読解用抜粋 ▸
'''

説明

急速に焦点距離を変更する為のシステム及び方法

【課題】 荷電粒子ビームの焦点距離の急速な調節の為のシステム及び方法を提供する。
【解決手段】 荷電粒子ビームの焦点距離を急速に変更する装置および方法であって、上記方法は、荷電粒子ビームの焦点距離と制御信号電圧値との関係に応答して、制御信号を変更するステップを備える。

【発明の詳細な説明】
【関連出願】
【0001】
本願は、”System and Method for fast focal length alterations”という名称で2001年10月10日に出願された米国仮出願第60/328453の利益を請求する。

'''

荷電粒子ビームの焦点距離に関する上の抜粋のうち、「急速に焦点距離を変更する為のシステム及び方法」から「を変更するステップを備える。」までをすべて、一字一句違えずに書き写しなさい。

提供資料 ▸
'''

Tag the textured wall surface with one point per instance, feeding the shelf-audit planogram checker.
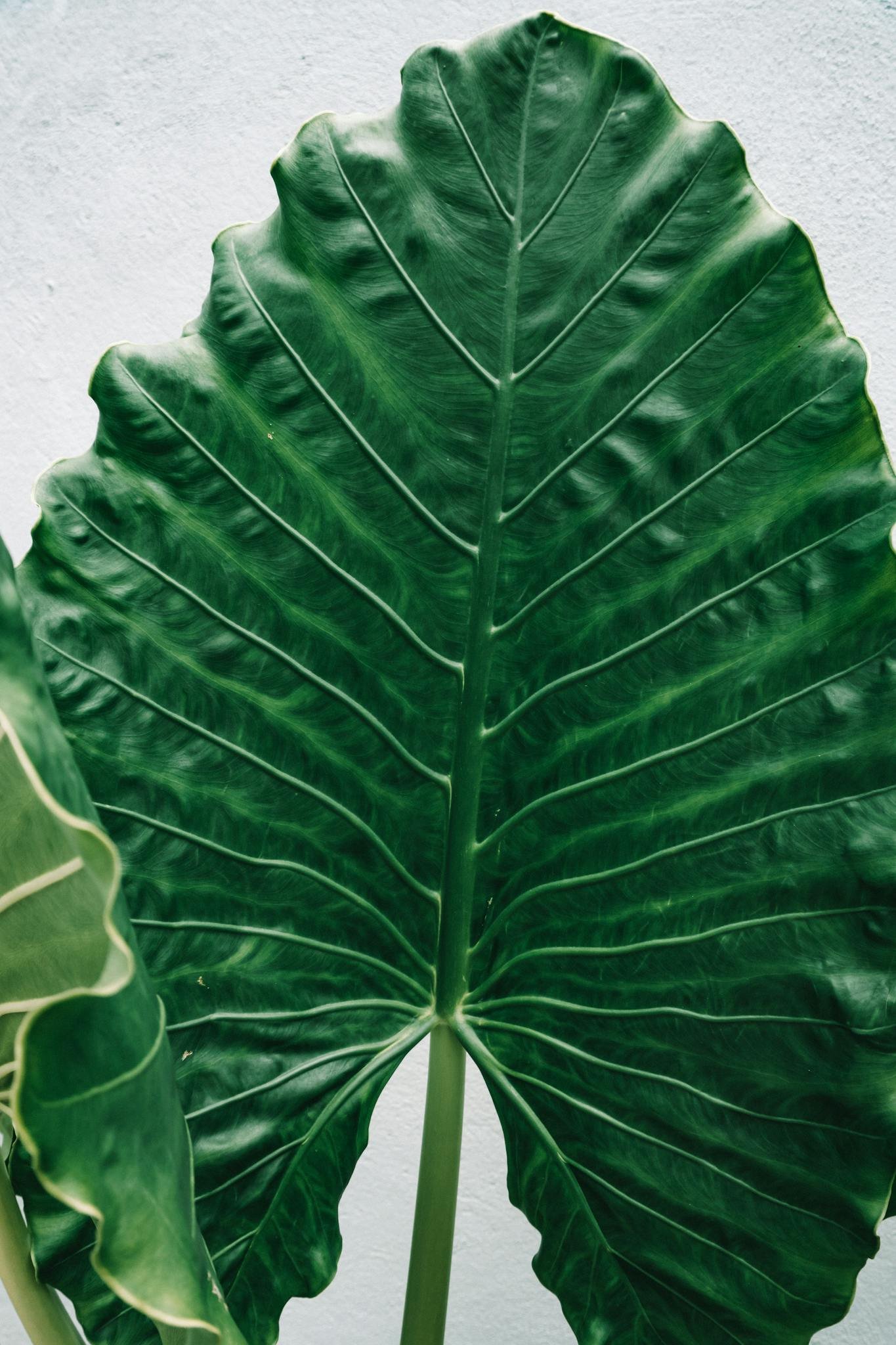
(133, 132)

'''

解答 ▸
急速に焦点距離を変更する為のシステム及び方法

【課題】 荷電粒子ビームの焦点距離の急速な調節の為のシステム及び方法を提供する。
【解決手段】 荷電粒子ビームの焦点距離を急速に変更する装置および方法であって、上記方法は、荷電粒子ビームの焦点距離と制御信号電圧値との関係に応答して、制御信号を変更するステップを備える。